PASSAGE SHOWN:
----
- 300g Mixed vegetables (e.g., peas, diced carrots, sweetcorn)(Fresh or frozen are both acceptable. Ensure carrots and green beans are diced small and uniformly.)
- 200g Chicken liver(Cleaned and trimmed of any sinew.)
- 100g Green beans(Trimmed and finely chopped.)
- 100ml Vegetable oil(Or any neutral cooking oil.)
- 1 tbsp Curry powder(Good quality Nigerian curry powder is recommended for authentic flavor.)
- 1 tsp Dried thyme
- 750ml Chicken or vegetable stock(Preferably warm.)
- to taste Salt
- to taste Black pepper
- 1/2 medium Onion(Finely chopped (optional, for added flavor).)
- 2 cloves Garlic(Minced (optional, for added flavor).)
👨🍳 Instructions
- 1
Prepare the rice: Rinse the long-grain parboiled rice thoroughly under cold water until the water runs clear. Place in a pot with enough water to cover by about 2 inches. Bring to a rolling boil and cook for about 10-12 minutes, or until the grains are about 80% cooked (al dente). Drain the rice immediately in a fine-mesh sieve and rinse with cold water to stop the cooking process. Spread the drained rice on a large tray or baking sheet to cool completely and dry out. This step is crucial for preventing sticky rice.
⏱️ 25 minutes (including cooling) - 2
Prepare the vegetables: If using fresh vegetables, wash and finely dice the carrots and green beans into small, uniform pieces. If using frozen mixed vegetables, ensure they are thawed. You can optionally blanch the diced carrots and green beans in boiling water for 1-2 minutes, then immediately plunge into ice water to retain their vibrant color. Drain well.
⏱️ 10 minutes - 3
Cook the chicken liver: Season the chicken liver with a pinch of salt and black pepper. Heat 2 tablespoons of vegetable oil in a frying pan over medium-high heat. Add the chicken liver and fry for 3-5 minutes, turning occasionally, until browned on all sides and cooked through. Avoid overcooking, as it can make them tough. Remove from the pan, let cool slightly, then dice into small pieces and set aside.
⏱️ 10 minutes - 4
Sauté aromatics (optional): If using onion and garlic, add the remaining vegetable oil to a large, heavy-bottomed pot or wok over medium-high heat. Add the finely chopped onion and sauté until softened and translucent, about 3-4 minutes. Add the minced garlic and cook for another minute until fragrant, being careful not to burn it.
----
PROBLEM 1: List the headings of the numbered steps in the recipe's instructions.
PROBLEM 2: In the recipe, how long should the rice be boiled before draining?
PROBLEM 3: Extend the recipe, picking up after the final instruction shown.
The data that follows was drawn from a different source than the recipe.

(Region pointing data)
----
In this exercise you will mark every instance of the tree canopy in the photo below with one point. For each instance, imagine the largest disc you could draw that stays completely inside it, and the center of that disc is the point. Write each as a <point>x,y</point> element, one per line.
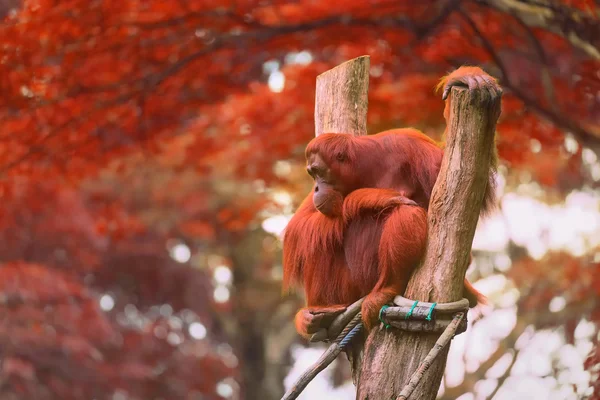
<point>132,131</point>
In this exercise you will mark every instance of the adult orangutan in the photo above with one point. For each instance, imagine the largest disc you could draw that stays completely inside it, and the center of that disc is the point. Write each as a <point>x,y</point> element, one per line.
<point>363,228</point>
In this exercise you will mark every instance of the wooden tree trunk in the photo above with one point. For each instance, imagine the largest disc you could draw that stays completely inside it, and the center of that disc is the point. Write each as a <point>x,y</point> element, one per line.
<point>383,366</point>
<point>390,357</point>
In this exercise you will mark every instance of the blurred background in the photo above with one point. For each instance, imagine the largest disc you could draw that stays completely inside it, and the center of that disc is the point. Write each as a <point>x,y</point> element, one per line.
<point>151,153</point>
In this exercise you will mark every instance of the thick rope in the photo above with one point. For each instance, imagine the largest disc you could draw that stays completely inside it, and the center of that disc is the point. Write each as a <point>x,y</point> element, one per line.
<point>342,340</point>
<point>355,326</point>
<point>442,342</point>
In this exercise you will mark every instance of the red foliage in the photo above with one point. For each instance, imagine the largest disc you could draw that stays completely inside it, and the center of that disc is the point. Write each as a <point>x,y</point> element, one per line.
<point>94,87</point>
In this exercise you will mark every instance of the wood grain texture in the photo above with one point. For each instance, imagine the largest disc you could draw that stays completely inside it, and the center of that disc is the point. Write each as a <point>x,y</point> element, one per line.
<point>341,98</point>
<point>390,356</point>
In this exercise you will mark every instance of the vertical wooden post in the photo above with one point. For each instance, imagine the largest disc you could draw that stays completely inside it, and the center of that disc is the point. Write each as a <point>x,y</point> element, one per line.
<point>341,100</point>
<point>390,357</point>
<point>383,366</point>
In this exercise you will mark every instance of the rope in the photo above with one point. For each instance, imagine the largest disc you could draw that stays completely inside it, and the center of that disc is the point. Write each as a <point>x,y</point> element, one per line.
<point>442,341</point>
<point>342,340</point>
<point>385,307</point>
<point>408,315</point>
<point>428,318</point>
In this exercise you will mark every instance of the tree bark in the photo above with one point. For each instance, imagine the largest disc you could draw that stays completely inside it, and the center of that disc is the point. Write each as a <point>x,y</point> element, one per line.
<point>341,100</point>
<point>391,356</point>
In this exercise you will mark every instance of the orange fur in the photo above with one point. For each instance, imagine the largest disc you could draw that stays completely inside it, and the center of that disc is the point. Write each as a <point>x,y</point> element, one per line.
<point>377,235</point>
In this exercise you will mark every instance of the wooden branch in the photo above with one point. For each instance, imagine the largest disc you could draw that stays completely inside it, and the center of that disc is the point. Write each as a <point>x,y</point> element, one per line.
<point>341,98</point>
<point>440,344</point>
<point>391,357</point>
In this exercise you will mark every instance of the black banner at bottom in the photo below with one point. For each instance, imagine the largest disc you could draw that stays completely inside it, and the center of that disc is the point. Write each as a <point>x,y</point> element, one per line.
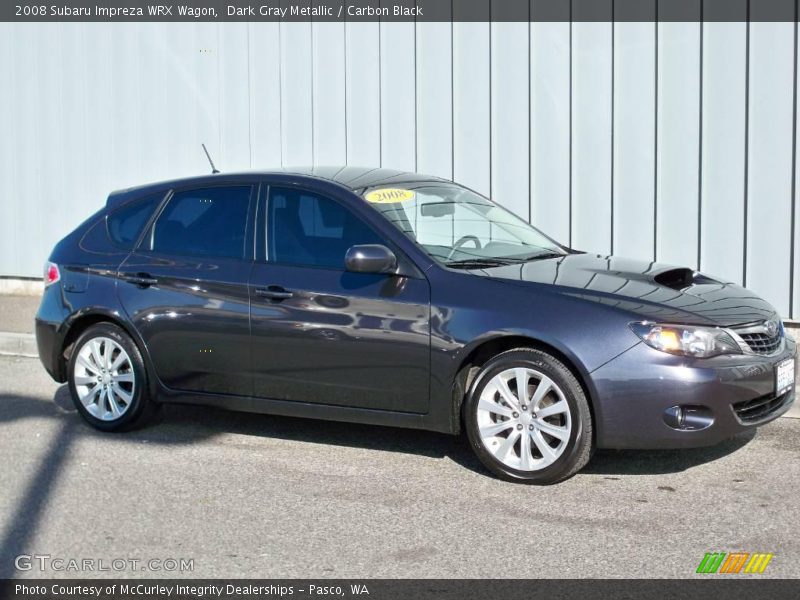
----
WRITTEN RESPONSE 1:
Prepare the rice
Prepare the vegetables
Cook the chicken liver
Sauté aromatics (optional)

WRITTEN RESPONSE 2: About 10-12 minutes, or until the grains are about 80% cooked (al dente).

WRITTEN RESPONSE 3:
⏱️ 5 minutes - 5
Fry the rice: Add the cooled, dried parboiled rice to the pot. Stir well to coat the grains with oil. Fry the rice for about 5-7 minutes, stirring constantly, until the grains are slightly toasted and begin to separate. This helps develop a distinct fried rice texture.
⏱️ 7 minutes - 6
Add seasonings and stock: Sprinkle the curry powder and dried thyme over the rice. Stir well to distribute the spices evenly. Pour in the warm stock. Stir everything together, ensuring no clumps of rice remain. Bring the mixture to a simmer.
⏱️ 2 minutes - 7
Cook the rice: Reduce the heat to low, cover the pot tightly, and let the rice steam for about 15-20 minutes, or until all the liquid has been absorbed and the rice is tender and fluffy. Avoid lifting the lid during this time. If the rice seems dry before it's cooked, you can add a splash more stock or water.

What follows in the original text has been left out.